# [Passage]
==================================================

More could also have been done to examine how the bishop’s fall from grace affected his wife, Gina Pearson (Condola Rashad), a woman frustrated with the demands of being a pastor’s wife. In fact, black women in the film are not given much more to do than gaze approvingly or disapprovingly upon Pearson. They are rarely seen and heard from even less. Still, regardless of its flaws, this is an important movie for one simple reason: It shows why pastors who question orthodoxy are often afraid to publicly articulate the theological and political dilemmas with which they wrestle privately.

Before I left the Southern Baptist Convention, there were many points of doctrine people in the denomination assumed I agreed with: support of Republican Party candidates because of their stance on abortion, religious iconography that featured a white Jesus, homophobia wrapped in the language of concern for lost souls, and patriarchy articulated as divinely defined gender roles. These were issues on which I was expected to acquiesce. I felt uncomfortable for years with the oppressive nature of the denomination. For example, I was taught that pastoral ministry was only for men. When I began to question this position, I learned quickly that deviation from established norms could lead to broken relationships. Once, when I strongly suggested that my pastor allow a woman to sit in the pulpit, he said, without missing a beat, “I’ll die before a woman sits behind that sacred desk in my church.” Yet it was not until the SBC failed to issue an immediate and full-throated denouncement of the alt-right and white supremacy at their convention in June that I decided to leave. Had I known years ago what I know now, I’d have left earlier. I thought I was alone in questioning doctrine and political issues in the denomination. I now understand that I was not.

==================================================

# [Dataset content]
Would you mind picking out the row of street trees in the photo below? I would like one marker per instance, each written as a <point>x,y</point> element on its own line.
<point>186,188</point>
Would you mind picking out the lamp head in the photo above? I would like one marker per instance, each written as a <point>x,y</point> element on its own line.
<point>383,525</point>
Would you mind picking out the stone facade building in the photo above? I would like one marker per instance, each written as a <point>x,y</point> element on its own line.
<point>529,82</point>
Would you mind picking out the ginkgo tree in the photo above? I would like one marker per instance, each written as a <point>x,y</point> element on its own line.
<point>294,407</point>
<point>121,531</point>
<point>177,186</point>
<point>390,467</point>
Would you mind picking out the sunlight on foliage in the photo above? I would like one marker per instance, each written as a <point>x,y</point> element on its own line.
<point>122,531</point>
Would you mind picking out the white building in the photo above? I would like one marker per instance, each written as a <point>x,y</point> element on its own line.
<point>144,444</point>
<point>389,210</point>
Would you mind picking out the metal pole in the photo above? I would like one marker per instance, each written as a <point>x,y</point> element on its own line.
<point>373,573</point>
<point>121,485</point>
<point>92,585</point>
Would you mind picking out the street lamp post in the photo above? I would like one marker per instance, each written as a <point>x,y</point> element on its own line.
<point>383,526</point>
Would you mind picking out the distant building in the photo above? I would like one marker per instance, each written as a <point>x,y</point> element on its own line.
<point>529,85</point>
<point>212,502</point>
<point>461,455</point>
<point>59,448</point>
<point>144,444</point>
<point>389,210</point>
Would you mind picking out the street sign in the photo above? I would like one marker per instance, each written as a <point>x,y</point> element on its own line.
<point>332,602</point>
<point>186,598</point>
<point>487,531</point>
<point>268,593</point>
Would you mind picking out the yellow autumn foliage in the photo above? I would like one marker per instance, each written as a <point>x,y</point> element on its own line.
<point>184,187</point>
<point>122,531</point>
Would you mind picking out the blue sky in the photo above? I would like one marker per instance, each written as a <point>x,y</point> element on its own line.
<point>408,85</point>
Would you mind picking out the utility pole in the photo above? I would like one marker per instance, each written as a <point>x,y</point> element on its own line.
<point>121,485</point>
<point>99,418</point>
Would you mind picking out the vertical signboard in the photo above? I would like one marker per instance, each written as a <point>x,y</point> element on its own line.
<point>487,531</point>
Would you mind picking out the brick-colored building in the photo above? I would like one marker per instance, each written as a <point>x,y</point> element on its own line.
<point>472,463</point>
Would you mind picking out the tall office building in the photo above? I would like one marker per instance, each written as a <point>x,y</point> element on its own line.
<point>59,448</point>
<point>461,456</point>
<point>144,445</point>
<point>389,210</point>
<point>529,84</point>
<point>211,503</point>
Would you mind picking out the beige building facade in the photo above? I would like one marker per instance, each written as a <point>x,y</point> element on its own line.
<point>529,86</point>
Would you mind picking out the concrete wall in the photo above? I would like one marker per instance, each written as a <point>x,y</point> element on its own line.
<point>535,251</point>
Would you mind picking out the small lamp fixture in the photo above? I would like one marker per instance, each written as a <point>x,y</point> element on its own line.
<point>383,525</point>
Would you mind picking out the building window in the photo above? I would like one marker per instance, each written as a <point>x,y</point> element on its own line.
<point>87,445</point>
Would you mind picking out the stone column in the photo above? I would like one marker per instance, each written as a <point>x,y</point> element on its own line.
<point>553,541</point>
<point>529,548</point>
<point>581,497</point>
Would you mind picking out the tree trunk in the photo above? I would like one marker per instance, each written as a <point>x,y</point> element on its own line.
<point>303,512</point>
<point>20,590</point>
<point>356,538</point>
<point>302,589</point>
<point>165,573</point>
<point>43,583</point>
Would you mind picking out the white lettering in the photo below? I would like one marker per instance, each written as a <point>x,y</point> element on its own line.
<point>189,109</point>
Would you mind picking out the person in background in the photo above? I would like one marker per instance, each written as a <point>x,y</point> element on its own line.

==================================================

# [Things to do]
A – In the passage about pastors and doctrine, which actor plays Gina Pearson?
B – Rewrite the passage about pastors and doctrine starting at "More could also" and ending at "they wrestle privately.", swapping "movie" for "picture".
C – Carry on the passage about pastors and doctrine from where it stops.

# [Answers]
A – Condola Rashad

B –
More could also have been done to examine how the bishop’s fall from grace affected his wife, Gina Pearson (Condola Rashad), a woman frustrated with the demands of being a pastor’s wife. In fact, black women in the film are not given much more to do than gaze approvingly or disapprovingly upon Pearson. They are rarely seen and heard from even less. Still, regardless of its flaws, this is an important picture for one simple reason: It shows why pastors who question orthodoxy are often afraid to publicly articulate the theological and political dilemmas with which they wrestle privately.

C –
There are many pastors who privately question if a loving God would send people to an eternal hell for failing to make a declaration of salvation before they die, and yet the ministers who believe this choose to be quiet out of fear of retribution. I know even more who support same-sex marriage but feel they cannot do so publicly because they fear they will lose their churches and the support of fellow clergy. Where films like God’s Not Dead portray Christianity as a white, intellectually homogeneous cult of nice people who love acoustic guitar, Come Sunday takes seriously the challenge of being both a person of color and a person of faith. There is not now, nor has there ever been, orthodoxical uniformity in the Christian church, and to live a life of faith is to commit oneself to a life of questions that are often without easy answers. In ancient times, Athanasius disagreed with Arius; after the reformation, Arminians disagreed with Calvinists; and I disagree with each and every person who cast a ballot for the 45th president in the name of their Christian belief.*

A life of faith is not easy. We often disagree, and we need more cultural products that take seriously these ruptures and their complexity. Failing to think critically about religion is part of why some members of the South felt that God sanctioned their abhorrent, racist activity during slavery and Jim Crow. It is also why homophobia continues to run rampant, leading, tragically, to high levels of suicide ideation and attempts among queer youth who identify as religious.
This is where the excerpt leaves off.